- **Exercise directions**:
Across the entries that follow, how many lines have the word "chimney" in them? Give only the number.

[Collected data]
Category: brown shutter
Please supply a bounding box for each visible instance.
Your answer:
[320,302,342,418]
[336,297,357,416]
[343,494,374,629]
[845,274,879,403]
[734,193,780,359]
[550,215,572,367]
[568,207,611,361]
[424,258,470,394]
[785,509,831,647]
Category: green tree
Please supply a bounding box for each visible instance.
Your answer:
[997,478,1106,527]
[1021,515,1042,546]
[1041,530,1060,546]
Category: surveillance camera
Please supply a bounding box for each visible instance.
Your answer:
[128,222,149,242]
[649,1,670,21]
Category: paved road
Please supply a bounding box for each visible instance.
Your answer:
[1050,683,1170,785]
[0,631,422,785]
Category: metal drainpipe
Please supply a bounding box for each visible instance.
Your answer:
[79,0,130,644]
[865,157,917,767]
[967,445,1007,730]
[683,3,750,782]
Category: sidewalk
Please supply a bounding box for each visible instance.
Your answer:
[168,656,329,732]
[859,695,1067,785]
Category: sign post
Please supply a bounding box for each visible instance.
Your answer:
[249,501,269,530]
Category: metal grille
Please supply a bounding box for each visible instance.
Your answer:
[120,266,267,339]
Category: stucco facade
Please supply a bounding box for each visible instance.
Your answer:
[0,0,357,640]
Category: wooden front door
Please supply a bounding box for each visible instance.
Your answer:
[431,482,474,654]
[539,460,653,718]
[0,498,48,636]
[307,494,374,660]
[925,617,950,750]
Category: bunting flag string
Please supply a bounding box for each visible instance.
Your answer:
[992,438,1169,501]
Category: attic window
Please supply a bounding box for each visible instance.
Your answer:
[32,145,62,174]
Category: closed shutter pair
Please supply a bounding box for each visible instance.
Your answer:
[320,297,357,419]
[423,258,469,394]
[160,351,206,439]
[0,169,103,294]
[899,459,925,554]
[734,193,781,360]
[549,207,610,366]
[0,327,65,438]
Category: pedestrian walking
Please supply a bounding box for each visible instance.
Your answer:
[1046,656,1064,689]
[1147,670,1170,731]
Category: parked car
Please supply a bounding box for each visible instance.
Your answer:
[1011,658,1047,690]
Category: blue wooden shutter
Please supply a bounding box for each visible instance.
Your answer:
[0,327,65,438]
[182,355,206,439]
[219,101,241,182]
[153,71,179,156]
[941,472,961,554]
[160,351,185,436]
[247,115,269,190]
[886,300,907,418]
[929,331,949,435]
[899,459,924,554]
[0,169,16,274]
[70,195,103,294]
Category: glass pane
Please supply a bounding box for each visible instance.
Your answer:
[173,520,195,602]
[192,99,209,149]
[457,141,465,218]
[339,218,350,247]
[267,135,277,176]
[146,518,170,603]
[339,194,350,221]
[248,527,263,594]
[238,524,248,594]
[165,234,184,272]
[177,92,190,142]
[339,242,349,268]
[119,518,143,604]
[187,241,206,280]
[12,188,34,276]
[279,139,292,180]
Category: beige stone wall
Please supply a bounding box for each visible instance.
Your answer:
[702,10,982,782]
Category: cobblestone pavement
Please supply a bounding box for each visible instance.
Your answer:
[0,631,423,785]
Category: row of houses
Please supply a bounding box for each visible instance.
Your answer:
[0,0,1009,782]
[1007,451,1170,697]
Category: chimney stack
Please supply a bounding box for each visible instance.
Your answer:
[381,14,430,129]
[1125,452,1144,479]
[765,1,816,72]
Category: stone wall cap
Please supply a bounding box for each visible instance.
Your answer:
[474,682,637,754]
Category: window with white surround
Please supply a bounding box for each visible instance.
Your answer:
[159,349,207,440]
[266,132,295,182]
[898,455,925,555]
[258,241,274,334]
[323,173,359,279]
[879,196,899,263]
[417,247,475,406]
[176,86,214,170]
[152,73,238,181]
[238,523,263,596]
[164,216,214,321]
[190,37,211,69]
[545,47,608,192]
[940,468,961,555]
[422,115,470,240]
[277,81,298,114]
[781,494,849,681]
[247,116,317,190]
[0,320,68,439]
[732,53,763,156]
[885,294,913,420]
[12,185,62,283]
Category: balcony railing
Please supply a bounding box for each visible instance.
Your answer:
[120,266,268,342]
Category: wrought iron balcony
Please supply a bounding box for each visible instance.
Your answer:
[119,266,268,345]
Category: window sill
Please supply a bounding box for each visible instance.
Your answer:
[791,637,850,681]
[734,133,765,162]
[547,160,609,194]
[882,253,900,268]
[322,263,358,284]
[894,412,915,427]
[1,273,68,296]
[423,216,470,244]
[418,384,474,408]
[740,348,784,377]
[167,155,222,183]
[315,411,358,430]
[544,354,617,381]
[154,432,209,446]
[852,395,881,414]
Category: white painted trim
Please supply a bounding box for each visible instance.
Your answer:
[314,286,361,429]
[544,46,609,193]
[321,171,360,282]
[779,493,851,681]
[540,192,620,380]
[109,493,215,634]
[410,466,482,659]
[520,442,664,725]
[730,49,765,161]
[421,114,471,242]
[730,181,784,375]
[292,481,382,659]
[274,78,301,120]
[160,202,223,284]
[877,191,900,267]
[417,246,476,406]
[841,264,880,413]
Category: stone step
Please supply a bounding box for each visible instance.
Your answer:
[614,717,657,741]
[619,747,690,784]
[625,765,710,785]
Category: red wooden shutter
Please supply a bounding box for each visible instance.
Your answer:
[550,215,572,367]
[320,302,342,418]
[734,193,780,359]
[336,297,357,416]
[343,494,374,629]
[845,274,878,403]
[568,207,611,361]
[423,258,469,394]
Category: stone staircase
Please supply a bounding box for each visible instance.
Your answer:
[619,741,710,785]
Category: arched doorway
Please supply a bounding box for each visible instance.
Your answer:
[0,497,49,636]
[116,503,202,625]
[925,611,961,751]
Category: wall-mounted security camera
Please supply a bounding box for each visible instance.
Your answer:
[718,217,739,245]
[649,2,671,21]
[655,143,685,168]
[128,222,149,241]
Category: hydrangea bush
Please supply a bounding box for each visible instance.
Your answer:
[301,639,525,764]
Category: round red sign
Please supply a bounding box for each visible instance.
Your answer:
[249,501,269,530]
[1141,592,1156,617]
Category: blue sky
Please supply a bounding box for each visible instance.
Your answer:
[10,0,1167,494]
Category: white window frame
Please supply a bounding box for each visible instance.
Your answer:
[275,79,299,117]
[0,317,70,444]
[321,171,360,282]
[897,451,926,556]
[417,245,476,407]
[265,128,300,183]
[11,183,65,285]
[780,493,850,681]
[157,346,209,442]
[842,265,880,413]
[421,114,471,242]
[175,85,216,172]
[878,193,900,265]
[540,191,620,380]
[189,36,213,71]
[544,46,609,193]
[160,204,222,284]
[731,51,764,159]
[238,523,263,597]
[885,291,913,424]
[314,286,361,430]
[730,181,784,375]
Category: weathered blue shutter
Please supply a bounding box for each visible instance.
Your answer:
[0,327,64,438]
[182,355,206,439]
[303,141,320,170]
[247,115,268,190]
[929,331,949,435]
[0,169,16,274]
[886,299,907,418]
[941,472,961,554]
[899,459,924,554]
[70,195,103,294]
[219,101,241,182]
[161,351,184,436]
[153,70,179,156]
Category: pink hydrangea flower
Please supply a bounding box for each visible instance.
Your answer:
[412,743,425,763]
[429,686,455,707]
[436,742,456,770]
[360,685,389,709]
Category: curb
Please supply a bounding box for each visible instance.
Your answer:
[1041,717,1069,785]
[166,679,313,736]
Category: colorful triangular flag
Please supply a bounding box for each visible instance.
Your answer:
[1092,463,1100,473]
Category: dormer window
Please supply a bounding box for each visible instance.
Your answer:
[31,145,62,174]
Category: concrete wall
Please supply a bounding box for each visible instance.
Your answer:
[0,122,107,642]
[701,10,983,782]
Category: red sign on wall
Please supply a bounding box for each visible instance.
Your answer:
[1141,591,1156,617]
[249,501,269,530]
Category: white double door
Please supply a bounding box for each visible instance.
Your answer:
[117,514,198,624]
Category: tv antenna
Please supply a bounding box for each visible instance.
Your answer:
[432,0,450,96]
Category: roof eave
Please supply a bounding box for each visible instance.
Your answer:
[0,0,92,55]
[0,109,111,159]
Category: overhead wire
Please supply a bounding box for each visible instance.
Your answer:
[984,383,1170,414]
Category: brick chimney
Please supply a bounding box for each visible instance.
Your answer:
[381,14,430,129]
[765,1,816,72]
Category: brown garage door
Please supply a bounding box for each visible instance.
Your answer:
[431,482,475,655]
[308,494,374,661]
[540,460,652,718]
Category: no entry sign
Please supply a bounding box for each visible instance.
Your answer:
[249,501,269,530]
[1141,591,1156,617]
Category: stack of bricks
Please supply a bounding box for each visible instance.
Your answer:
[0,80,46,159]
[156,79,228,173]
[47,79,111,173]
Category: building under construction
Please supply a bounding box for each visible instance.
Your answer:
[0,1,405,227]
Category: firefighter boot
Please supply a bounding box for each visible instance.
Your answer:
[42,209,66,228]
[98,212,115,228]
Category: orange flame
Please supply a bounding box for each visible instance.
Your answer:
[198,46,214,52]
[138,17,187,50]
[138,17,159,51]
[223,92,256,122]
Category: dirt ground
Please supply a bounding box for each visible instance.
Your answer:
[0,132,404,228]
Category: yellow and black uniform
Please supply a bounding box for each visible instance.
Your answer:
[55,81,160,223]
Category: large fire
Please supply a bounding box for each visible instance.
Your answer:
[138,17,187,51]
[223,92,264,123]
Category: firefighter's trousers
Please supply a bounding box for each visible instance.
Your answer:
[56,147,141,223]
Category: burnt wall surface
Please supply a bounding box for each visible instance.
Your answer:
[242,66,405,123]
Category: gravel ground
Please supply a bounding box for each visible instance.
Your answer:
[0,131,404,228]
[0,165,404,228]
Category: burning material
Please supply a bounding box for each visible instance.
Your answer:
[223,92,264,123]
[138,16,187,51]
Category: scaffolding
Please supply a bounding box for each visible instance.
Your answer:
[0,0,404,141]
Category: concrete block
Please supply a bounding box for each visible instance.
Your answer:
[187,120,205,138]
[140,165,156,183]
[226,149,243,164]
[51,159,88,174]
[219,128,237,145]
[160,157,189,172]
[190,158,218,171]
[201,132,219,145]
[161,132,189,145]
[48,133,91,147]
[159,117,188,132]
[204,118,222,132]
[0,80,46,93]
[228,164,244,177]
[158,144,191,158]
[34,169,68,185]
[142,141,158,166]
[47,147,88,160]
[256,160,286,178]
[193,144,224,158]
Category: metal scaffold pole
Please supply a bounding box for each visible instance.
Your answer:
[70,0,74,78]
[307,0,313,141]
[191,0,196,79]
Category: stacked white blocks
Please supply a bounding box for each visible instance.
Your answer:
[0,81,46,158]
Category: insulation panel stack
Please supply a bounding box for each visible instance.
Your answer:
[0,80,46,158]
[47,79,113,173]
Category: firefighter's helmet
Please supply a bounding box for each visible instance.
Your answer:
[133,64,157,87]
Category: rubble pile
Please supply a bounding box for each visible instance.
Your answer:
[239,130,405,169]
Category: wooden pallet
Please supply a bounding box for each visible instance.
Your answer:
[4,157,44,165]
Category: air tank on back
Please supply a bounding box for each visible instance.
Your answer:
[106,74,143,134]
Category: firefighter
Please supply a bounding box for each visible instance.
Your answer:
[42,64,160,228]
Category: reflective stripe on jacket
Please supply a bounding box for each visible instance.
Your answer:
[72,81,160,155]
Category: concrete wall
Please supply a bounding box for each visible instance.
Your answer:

- **Result for this task**:
2